● **Aim**
Quote all entries in full, exactly.

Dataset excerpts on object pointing
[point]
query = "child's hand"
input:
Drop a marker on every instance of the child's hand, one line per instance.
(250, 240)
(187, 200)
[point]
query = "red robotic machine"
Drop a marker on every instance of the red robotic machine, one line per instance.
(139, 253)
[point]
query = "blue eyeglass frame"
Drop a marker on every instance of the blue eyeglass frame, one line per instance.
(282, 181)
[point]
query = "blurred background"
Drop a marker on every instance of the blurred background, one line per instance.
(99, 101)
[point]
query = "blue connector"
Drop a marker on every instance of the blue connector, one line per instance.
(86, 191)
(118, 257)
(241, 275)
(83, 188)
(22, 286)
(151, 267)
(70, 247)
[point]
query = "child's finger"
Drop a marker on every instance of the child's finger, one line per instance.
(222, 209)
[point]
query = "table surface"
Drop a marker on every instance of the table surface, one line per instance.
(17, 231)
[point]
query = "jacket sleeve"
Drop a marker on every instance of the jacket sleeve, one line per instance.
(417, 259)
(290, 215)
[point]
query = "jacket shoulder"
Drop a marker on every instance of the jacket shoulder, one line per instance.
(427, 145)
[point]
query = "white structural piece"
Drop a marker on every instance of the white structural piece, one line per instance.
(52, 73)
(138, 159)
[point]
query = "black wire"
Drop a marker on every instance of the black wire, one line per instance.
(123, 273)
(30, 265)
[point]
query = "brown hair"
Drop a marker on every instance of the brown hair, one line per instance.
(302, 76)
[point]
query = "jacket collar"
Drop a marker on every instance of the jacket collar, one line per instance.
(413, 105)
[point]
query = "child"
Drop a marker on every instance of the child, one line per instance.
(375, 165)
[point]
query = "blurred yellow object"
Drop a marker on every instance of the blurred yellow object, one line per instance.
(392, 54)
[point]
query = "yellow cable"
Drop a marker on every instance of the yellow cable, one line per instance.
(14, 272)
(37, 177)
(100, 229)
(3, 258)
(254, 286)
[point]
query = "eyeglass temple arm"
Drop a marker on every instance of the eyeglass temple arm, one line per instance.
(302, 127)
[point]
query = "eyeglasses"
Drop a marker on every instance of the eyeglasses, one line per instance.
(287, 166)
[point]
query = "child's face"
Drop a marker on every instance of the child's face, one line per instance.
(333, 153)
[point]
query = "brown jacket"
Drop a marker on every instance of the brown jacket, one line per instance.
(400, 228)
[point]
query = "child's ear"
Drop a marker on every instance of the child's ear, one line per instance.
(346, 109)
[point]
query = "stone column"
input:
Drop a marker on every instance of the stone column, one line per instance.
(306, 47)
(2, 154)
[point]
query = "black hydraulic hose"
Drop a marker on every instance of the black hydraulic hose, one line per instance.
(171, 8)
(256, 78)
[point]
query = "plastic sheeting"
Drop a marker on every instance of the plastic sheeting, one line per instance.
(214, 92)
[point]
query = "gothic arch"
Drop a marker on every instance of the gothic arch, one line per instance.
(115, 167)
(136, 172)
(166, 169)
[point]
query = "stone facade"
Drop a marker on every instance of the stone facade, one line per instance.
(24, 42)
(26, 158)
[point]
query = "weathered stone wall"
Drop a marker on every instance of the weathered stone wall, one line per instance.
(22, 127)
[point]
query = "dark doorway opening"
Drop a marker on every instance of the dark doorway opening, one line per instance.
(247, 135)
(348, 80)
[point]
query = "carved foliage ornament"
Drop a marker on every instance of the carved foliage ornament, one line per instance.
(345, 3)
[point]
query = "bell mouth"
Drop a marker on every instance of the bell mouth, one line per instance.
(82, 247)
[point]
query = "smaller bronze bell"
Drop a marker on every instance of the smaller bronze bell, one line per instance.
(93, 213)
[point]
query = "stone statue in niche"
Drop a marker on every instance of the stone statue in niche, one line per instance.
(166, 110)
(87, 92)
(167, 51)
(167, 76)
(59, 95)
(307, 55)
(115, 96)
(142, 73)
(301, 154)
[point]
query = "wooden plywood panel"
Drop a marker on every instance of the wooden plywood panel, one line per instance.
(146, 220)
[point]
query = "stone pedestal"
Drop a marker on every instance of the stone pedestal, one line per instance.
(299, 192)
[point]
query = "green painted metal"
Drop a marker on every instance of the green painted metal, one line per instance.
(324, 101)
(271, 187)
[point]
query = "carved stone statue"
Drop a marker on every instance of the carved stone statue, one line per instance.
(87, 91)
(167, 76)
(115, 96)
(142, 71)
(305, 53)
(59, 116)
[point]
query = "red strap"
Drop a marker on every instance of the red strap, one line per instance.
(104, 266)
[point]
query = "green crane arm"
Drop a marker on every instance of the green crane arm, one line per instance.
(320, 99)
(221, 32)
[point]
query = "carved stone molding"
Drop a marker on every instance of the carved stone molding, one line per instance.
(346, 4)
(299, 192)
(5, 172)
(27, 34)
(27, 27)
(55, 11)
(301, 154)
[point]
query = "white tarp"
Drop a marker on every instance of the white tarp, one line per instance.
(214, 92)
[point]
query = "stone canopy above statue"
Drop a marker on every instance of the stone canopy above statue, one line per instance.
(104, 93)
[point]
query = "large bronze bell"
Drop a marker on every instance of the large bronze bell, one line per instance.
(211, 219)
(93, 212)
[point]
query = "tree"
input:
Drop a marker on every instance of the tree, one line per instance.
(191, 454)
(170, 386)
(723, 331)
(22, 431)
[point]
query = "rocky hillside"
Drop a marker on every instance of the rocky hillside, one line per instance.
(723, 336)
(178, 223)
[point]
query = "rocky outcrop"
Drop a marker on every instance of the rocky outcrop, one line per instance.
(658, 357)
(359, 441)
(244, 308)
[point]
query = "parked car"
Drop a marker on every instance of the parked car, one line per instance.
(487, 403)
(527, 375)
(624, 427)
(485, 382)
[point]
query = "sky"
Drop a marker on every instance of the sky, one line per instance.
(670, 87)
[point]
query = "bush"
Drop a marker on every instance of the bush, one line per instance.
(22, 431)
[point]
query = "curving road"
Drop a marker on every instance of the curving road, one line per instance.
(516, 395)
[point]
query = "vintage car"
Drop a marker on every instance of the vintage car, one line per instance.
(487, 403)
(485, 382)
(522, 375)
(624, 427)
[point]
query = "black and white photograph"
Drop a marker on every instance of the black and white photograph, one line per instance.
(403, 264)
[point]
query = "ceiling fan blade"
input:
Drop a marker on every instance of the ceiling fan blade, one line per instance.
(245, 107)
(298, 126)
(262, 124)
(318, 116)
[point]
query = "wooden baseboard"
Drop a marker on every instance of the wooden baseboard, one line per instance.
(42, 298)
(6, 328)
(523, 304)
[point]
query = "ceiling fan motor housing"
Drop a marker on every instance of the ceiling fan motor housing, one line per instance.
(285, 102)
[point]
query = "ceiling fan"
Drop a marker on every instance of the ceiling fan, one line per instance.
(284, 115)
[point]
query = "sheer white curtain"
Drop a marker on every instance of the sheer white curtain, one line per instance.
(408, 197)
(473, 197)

● **Full answer**
[point]
query = "child's hand"
input:
Drop a marker on every instance of the child's hand, one line per instance.
(250, 240)
(187, 200)
[point]
query = "red robotic machine"
Drop a marker on every instance of the red robotic machine, one line per instance.
(139, 253)
[point]
query = "blue eyeglass frame"
Drop a marker on every instance of the blue eyeglass frame, one line per instance.
(282, 181)
[point]
query = "blurred background"
Drop a marker on every instance of the blurred background, one line per instance.
(99, 101)
[point]
query = "blue connector"
Drop a marker on every instance of the blue connector, one line per instance.
(86, 191)
(118, 257)
(241, 275)
(83, 188)
(22, 286)
(151, 267)
(70, 247)
[point]
query = "child's finger"
Drop a marker on every instance of the child's finger, one line per instance.
(222, 209)
[point]
query = "table surface"
Drop a marker on every instance of the table surface, one line per instance.
(17, 231)
[point]
query = "jacket sleeve"
Drop a marker on every instance of the jacket sleeve, one line per instance.
(417, 259)
(290, 215)
[point]
query = "jacket shoulder"
Drop a marker on every instance of the jacket shoulder, one line per instance.
(427, 145)
[point]
query = "white structural piece"
Drop a marker on every instance of the white structural piece, one line per instance.
(52, 73)
(138, 159)
[point]
query = "black wire"
Drop a marker on every instance of the black wire, one line per instance.
(123, 273)
(30, 265)
[point]
query = "brown hair"
Drop a marker on every instance of the brown hair, one line per instance.
(302, 76)
[point]
query = "jacket collar"
Drop a marker on every instance of the jacket collar, one line per instance.
(413, 105)
[point]
query = "child"
Drop a marker on every instance of the child, one line per instance.
(375, 165)
[point]
query = "blurred yellow object"
Drop a marker on every instance of the blurred yellow object, one line per instance.
(392, 54)
[point]
query = "yellow cable"
Drop a marker on every instance of the yellow cable, one line per instance.
(14, 272)
(37, 177)
(100, 229)
(3, 258)
(254, 286)
[point]
query = "eyeglass temple arm"
Drop a marker on every instance of the eyeglass temple arm, one line per instance.
(302, 127)
[point]
query = "eyeglasses"
Drop a marker on every instance of the eyeglasses, one line per instance.
(287, 166)
[point]
query = "child's face"
Drop a marker on every instance of the child's face, one line per instance.
(333, 153)
[point]
query = "brown jacket"
Drop a marker on every instance of the brown jacket, one line per instance.
(400, 228)
[point]
query = "child's ear"
Drop a marker on every instance of the child's ear, one line per instance.
(346, 109)
[point]
query = "stone column"
input:
Drop a marker on every instance of the stone column, one line per instance.
(306, 47)
(2, 154)
[point]
query = "black hydraulic hose"
Drop a marker on every instance of the black hydraulic hose, one line per instance.
(171, 8)
(256, 78)
[point]
query = "plastic sheeting"
Drop a marker on every instance of the plastic sheeting, one line per instance.
(214, 92)
[point]
query = "gothic arch"
Drop a marker on every instance of the gothic arch, one line per instance.
(115, 167)
(136, 172)
(166, 169)
[point]
query = "stone facade"
Drop a marker on every instance of the stone facade, one line per instance.
(24, 42)
(26, 158)
[point]
query = "weathered stone wall"
Drop a marker on every instance of the weathered stone wall, one line per instance.
(22, 127)
[point]
query = "dark doorway opening"
Drop a marker on every instance of the dark doorway opening, one line per instance.
(247, 135)
(348, 80)
[point]
query = "carved foliage ornament"
Drop a marker on every instance of the carved foliage ornament, one line per instance.
(345, 3)
[point]
query = "bell mouth"
Drop a marker on every instance of the bell mouth, one line per instance.
(82, 247)
[point]
query = "smaller bronze bell"
Drop a marker on every instance of the smaller bronze bell, one line per instance.
(93, 213)
[point]
query = "stone statue in niche"
Drop a marker on every instance of the stone statue in niche, one line per instance.
(166, 110)
(87, 92)
(167, 51)
(167, 76)
(59, 95)
(307, 55)
(115, 96)
(142, 73)
(301, 154)
[point]
query = "wooden plywood panel"
Drop a marker on every instance of the wooden plywood panel, one line per instance.
(146, 220)
[point]
query = "stone pedestal"
Drop a marker on every instance of the stone pedestal, one line per instance.
(299, 192)
[point]
query = "green painted metal"
Drop a marker on every instance of the green painted metal, one line per instance.
(324, 101)
(271, 187)
[point]
query = "carved stone statue"
Drop a marker on every instance of the carved stone statue, one line per instance.
(87, 91)
(167, 76)
(115, 96)
(142, 71)
(305, 53)
(59, 116)
[point]
query = "red strap"
Drop a marker on every instance of the red strap, one line per instance.
(104, 266)
[point]
query = "green crane arm"
Drop a marker on every instance of the green crane arm, one line per instance.
(320, 99)
(221, 32)
[point]
query = "carved stone molding"
Drop a marker on every instance of the carved stone molding, one line per instance.
(346, 4)
(299, 192)
(5, 172)
(27, 34)
(27, 27)
(55, 11)
(301, 154)
[point]
query = "white tarp"
Drop a marker on every instance of the white tarp, one line per instance.
(214, 92)
[point]
query = "stone canopy above statue"
Drop a marker on every instance of the stone canopy above statue, one line per instance.
(104, 93)
[point]
query = "large bronze bell"
Drop a marker on every instance of the large bronze bell, one line per instance.
(211, 219)
(93, 212)
[point]
query = "tree"
input:
Drop a marker on every instance of the tree, one line per instance.
(191, 454)
(170, 386)
(723, 331)
(22, 431)
[point]
query = "rocky hillside"
Drop a marker on every instance of the rocky hillside, one line per instance.
(723, 336)
(178, 223)
[point]
query = "rocky outcrop"
Drop a marker on every instance of the rocky outcrop, one line per instance.
(658, 357)
(359, 441)
(244, 308)
[point]
query = "parked car"
Drop a marker on every instance of the parked car, one line per instance.
(487, 403)
(527, 375)
(624, 427)
(485, 382)
[point]
query = "sky"
Drop a marker on every instance of the sky, one line per instance.
(670, 87)
[point]
query = "bush"
Drop a marker on every instance of the bush, one line per instance.
(22, 431)
[point]
query = "curving road"
Drop a marker on every instance of the curving road, one line per instance.
(516, 395)
[point]
query = "vintage car"
Drop a marker on every instance of the vintage car, one line per instance.
(487, 403)
(485, 382)
(522, 375)
(624, 427)
[point]
query = "black and white photograph"
Drop a marker on every instance of the black and white photograph, one line per instance.
(403, 264)
[point]
query = "ceiling fan blade"
input:
Drop a marker on every instance of the ceiling fan blade, one line per instance.
(245, 107)
(298, 126)
(262, 124)
(318, 116)
[point]
query = "wooden baseboard"
Drop a marker on every instance of the wooden baseboard, one line per instance.
(42, 298)
(6, 328)
(523, 304)
[point]
query = "ceiling fan motor housing"
Drop a marker on every instance of the ceiling fan motor housing, one line per instance.
(285, 102)
[point]
query = "ceiling fan"
Drop a marker on every instance of the ceiling fan, one line per instance.
(284, 115)
[point]
query = "sheer white curtain"
Drop a marker on every instance of the sheer white curtain, one line per instance.
(408, 197)
(473, 197)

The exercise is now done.